▶ PROBLEM STATEMENT:
Every line in the records below between the one holding "Target: car roof" and the one holding "In the photo above, where can the dirt", inclusive, is to be set down exactly; all other lines are to be left out.
** Opening SUPPLIED INFORMATION block **
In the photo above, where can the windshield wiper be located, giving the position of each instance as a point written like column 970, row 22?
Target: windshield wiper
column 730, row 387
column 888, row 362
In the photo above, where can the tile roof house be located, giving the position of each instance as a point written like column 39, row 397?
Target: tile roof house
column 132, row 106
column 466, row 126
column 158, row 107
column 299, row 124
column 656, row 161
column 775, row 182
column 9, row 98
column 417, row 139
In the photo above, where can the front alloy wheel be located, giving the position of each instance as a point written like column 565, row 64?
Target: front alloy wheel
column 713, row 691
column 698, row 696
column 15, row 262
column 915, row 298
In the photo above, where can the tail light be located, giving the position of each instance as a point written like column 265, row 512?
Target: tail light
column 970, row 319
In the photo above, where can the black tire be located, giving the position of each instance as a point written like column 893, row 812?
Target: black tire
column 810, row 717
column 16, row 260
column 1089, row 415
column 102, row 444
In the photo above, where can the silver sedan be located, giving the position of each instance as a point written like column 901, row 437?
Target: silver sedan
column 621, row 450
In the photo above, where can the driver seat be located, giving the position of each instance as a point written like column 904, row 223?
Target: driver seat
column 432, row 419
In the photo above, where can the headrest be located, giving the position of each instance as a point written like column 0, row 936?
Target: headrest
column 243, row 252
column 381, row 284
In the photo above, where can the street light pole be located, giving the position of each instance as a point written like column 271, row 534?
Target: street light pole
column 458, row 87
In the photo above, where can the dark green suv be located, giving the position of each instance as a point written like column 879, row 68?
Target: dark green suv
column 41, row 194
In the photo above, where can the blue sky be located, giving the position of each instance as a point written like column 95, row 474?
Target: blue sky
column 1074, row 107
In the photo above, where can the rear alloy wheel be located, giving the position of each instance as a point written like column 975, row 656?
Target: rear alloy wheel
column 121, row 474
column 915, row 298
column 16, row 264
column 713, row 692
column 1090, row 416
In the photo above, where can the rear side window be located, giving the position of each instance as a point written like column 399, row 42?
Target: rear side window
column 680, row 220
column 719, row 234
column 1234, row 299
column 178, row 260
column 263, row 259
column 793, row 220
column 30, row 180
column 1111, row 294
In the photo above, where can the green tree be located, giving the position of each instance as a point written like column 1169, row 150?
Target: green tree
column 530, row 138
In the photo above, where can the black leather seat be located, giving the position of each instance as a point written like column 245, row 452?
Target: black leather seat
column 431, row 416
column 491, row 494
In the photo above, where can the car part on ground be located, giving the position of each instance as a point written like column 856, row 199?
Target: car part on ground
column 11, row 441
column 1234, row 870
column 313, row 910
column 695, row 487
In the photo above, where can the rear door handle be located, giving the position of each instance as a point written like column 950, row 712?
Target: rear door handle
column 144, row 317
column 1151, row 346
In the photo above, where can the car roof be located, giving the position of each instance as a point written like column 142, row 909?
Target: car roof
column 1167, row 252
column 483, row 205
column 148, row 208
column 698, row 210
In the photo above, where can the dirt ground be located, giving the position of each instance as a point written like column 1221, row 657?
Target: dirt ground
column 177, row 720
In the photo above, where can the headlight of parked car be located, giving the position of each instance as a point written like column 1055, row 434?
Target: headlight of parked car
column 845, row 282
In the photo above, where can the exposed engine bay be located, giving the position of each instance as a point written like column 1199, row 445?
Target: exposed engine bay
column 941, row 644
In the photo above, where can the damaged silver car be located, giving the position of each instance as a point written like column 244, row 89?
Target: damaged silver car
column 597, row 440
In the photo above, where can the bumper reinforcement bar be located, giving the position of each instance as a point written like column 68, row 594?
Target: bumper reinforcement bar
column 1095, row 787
** Closing SUPPLIED INFORMATION block **
** Opening SUPPLIED INFORMATION block **
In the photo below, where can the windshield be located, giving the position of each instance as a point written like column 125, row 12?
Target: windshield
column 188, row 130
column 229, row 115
** Closing SUPPLIED INFORMATION block **
▶ ANSWER TO THIS TASK:
Target: car roof
column 1167, row 252
column 483, row 205
column 148, row 208
column 698, row 210
In the photo above, where can the dirt ground be located, giving the position of each instance as a point written like column 1221, row 657?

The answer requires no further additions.